### TO BE DONE
Extract and copy each line of the data below that contains the string "mask".

[Dataset excerpt]

============================================================

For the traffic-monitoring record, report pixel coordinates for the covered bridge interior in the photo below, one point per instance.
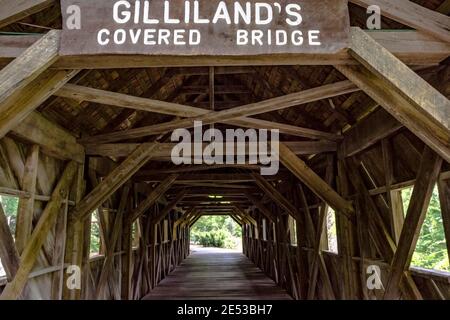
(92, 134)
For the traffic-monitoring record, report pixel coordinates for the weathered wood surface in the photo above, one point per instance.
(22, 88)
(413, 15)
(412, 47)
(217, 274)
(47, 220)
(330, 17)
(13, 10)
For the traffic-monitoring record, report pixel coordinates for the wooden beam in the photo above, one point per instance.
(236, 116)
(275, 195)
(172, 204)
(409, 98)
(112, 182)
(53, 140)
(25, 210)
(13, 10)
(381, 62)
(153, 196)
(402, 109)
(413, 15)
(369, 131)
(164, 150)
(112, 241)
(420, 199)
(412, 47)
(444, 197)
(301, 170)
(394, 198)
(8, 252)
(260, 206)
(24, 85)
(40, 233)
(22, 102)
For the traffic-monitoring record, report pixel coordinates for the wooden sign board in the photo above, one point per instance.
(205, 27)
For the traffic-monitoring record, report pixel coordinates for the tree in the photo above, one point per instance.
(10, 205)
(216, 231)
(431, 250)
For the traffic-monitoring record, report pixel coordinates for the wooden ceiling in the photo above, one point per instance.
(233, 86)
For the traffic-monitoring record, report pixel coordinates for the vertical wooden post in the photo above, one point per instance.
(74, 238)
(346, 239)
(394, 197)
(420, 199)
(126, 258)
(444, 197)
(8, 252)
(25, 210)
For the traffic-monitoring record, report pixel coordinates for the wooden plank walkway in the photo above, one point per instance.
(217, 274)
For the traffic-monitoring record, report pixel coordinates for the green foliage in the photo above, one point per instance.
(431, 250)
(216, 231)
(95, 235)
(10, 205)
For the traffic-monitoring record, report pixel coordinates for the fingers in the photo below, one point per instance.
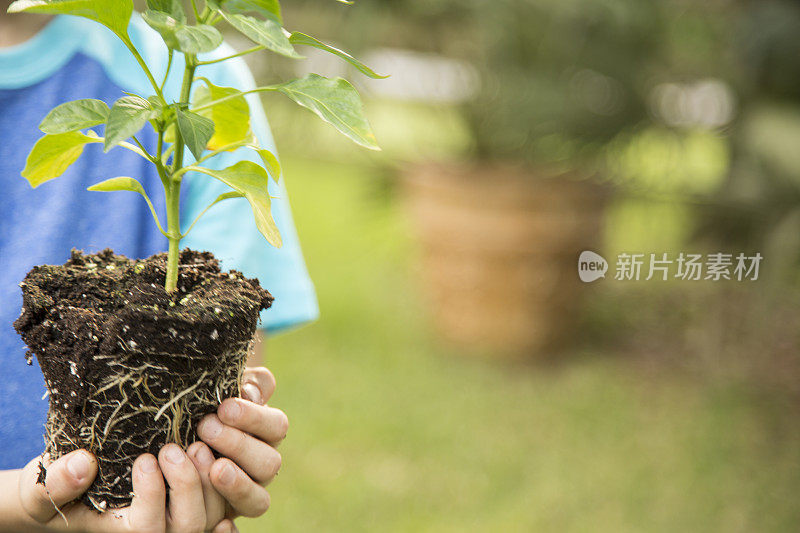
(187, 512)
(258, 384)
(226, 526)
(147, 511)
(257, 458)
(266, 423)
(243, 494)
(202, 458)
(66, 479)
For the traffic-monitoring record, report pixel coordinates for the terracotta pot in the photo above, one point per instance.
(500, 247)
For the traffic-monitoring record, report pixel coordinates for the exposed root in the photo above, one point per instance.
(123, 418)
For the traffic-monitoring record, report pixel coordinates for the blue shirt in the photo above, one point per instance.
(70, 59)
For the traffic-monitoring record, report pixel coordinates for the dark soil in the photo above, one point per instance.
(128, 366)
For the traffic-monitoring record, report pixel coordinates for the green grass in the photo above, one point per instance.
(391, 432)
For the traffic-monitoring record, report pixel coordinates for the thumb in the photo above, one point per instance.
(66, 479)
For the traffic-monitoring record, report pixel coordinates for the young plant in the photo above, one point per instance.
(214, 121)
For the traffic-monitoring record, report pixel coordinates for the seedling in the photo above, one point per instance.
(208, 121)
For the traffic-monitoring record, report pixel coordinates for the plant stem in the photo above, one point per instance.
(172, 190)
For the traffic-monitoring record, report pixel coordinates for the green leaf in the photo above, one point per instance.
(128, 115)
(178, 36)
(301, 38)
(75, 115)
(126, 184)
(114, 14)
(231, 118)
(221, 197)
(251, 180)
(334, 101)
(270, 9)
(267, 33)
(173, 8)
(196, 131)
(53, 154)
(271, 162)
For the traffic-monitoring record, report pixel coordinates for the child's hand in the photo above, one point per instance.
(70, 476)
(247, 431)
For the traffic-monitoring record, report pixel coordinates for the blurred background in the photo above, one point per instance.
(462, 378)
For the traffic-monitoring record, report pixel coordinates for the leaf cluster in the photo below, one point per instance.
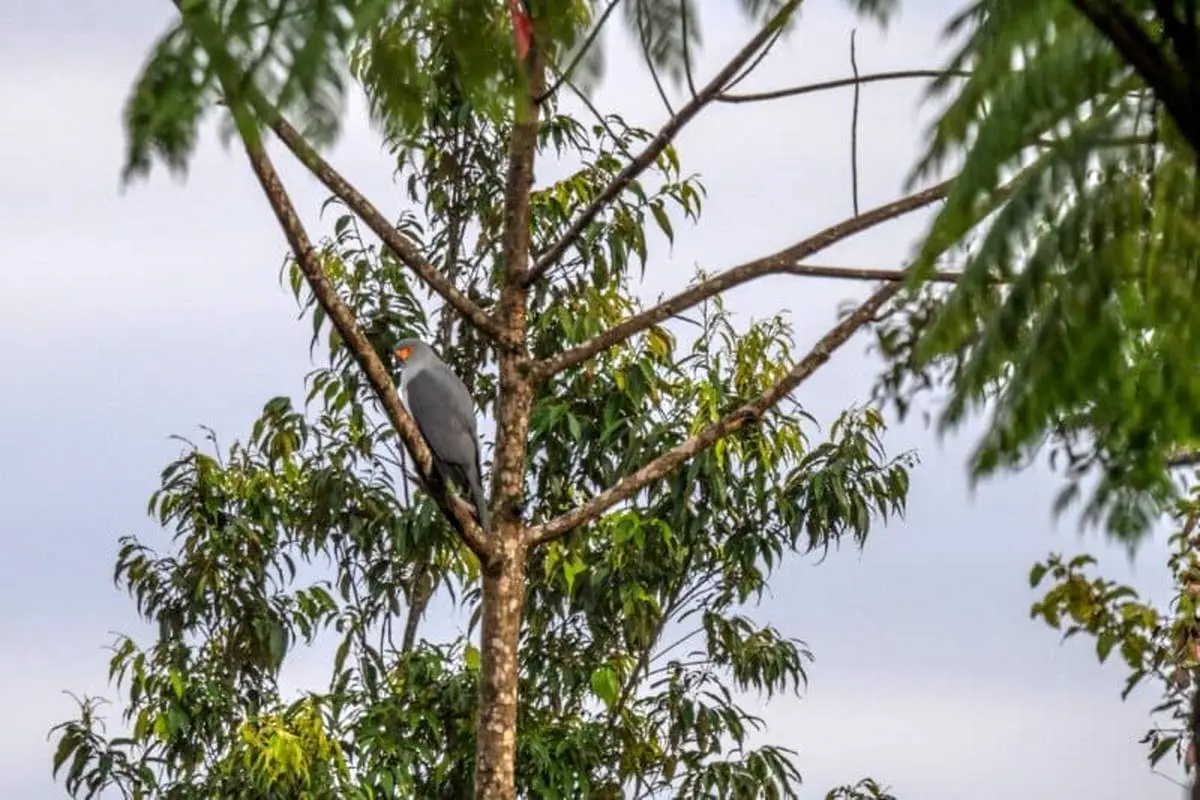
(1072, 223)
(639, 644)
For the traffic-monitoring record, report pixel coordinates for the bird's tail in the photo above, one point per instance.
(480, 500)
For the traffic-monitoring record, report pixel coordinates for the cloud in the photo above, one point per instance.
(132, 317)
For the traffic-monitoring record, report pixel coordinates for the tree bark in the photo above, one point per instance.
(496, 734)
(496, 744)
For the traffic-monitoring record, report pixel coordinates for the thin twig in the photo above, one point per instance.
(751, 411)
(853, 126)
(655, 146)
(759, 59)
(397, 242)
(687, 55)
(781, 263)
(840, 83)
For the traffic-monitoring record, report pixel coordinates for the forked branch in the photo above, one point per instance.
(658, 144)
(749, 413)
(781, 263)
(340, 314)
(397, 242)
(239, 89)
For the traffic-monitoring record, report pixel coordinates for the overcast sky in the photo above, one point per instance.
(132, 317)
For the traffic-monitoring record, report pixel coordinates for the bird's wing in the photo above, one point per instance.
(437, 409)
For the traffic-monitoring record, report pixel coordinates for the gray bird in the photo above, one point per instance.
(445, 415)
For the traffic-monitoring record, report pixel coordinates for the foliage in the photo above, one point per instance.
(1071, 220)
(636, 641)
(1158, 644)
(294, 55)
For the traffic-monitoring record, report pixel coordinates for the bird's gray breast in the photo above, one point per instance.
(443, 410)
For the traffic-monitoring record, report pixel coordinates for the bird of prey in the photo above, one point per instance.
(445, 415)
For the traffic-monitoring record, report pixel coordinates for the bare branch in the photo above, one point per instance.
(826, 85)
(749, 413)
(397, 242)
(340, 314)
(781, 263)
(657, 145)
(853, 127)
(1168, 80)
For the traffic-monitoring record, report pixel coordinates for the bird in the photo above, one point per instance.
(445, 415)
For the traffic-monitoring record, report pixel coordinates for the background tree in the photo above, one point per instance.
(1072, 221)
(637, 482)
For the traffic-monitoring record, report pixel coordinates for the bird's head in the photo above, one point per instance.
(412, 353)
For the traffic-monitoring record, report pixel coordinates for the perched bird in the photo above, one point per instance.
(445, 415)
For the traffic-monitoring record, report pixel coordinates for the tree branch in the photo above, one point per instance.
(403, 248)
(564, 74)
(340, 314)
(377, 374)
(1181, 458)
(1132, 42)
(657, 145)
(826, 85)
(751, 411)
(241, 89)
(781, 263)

============================================================

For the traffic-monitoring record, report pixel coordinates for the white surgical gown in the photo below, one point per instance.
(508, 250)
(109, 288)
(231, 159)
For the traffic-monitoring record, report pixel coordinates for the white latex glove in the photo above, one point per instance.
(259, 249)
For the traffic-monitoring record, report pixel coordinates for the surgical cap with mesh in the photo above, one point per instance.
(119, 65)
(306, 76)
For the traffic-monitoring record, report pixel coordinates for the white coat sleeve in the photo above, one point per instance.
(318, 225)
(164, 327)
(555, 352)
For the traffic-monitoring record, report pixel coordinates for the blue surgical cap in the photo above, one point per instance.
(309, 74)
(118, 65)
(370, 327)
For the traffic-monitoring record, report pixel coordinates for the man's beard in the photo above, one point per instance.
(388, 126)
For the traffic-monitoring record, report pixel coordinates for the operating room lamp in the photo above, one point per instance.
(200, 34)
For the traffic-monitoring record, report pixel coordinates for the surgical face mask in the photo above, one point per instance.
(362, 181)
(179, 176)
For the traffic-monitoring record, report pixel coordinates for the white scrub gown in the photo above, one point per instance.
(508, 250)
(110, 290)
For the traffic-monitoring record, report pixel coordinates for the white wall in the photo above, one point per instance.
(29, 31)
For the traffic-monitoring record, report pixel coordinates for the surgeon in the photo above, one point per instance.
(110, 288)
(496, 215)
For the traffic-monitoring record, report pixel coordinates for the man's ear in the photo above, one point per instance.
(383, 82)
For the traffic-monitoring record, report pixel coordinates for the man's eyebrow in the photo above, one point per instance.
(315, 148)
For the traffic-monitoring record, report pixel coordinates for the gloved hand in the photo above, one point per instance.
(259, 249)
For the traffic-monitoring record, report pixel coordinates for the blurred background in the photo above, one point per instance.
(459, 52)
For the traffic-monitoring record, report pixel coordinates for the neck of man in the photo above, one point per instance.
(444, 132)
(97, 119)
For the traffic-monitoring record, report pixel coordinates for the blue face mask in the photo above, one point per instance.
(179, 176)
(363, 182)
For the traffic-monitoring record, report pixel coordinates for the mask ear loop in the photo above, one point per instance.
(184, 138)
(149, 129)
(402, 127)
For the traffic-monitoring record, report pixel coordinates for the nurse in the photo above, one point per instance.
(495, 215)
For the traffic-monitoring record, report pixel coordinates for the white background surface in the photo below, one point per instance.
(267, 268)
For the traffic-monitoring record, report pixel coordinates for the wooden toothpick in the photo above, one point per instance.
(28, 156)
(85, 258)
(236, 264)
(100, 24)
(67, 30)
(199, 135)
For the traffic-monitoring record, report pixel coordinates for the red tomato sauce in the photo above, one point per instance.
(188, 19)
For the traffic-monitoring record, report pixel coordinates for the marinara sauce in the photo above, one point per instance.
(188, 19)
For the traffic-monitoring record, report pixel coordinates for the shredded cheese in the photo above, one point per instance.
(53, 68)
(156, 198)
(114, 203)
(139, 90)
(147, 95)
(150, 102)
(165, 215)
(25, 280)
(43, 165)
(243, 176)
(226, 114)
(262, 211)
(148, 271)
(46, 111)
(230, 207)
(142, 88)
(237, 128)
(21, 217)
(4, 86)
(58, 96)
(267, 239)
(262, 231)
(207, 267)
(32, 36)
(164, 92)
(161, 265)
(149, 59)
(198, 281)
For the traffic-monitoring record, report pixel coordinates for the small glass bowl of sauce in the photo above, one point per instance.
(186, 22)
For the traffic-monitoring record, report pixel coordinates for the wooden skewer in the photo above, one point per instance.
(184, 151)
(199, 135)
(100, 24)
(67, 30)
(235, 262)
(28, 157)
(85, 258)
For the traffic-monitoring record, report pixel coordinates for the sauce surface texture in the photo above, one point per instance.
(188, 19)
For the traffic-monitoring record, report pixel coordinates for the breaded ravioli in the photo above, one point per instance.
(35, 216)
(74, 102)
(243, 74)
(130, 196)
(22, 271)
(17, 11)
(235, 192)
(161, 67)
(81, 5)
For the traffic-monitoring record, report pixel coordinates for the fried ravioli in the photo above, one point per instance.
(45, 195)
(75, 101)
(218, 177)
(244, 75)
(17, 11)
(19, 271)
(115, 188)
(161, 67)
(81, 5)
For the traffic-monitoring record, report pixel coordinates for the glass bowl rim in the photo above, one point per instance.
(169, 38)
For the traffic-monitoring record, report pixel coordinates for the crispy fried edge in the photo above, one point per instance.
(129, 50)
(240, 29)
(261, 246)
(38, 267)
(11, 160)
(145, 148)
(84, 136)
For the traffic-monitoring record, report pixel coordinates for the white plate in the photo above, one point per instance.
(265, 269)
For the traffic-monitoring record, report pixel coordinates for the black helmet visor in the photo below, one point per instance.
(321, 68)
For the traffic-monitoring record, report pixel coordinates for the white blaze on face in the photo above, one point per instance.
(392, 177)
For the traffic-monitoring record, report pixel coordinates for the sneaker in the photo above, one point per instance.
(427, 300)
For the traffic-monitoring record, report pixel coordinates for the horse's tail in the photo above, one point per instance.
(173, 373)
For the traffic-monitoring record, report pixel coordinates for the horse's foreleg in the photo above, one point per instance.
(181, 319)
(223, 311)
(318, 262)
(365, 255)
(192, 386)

============================================================

### REPLY TO THE EXERCISE
For the traffic-monitoring record, report pixel coordinates for the surgical face mask in the photo above, one point per instance.
For the traffic-monitoring record, report pixel coordinates for the blue face mask in the photo above, one point per instance.
For the traffic-monitoring record, report pixel coordinates for the mask ear loop in the photo above, one point per instance.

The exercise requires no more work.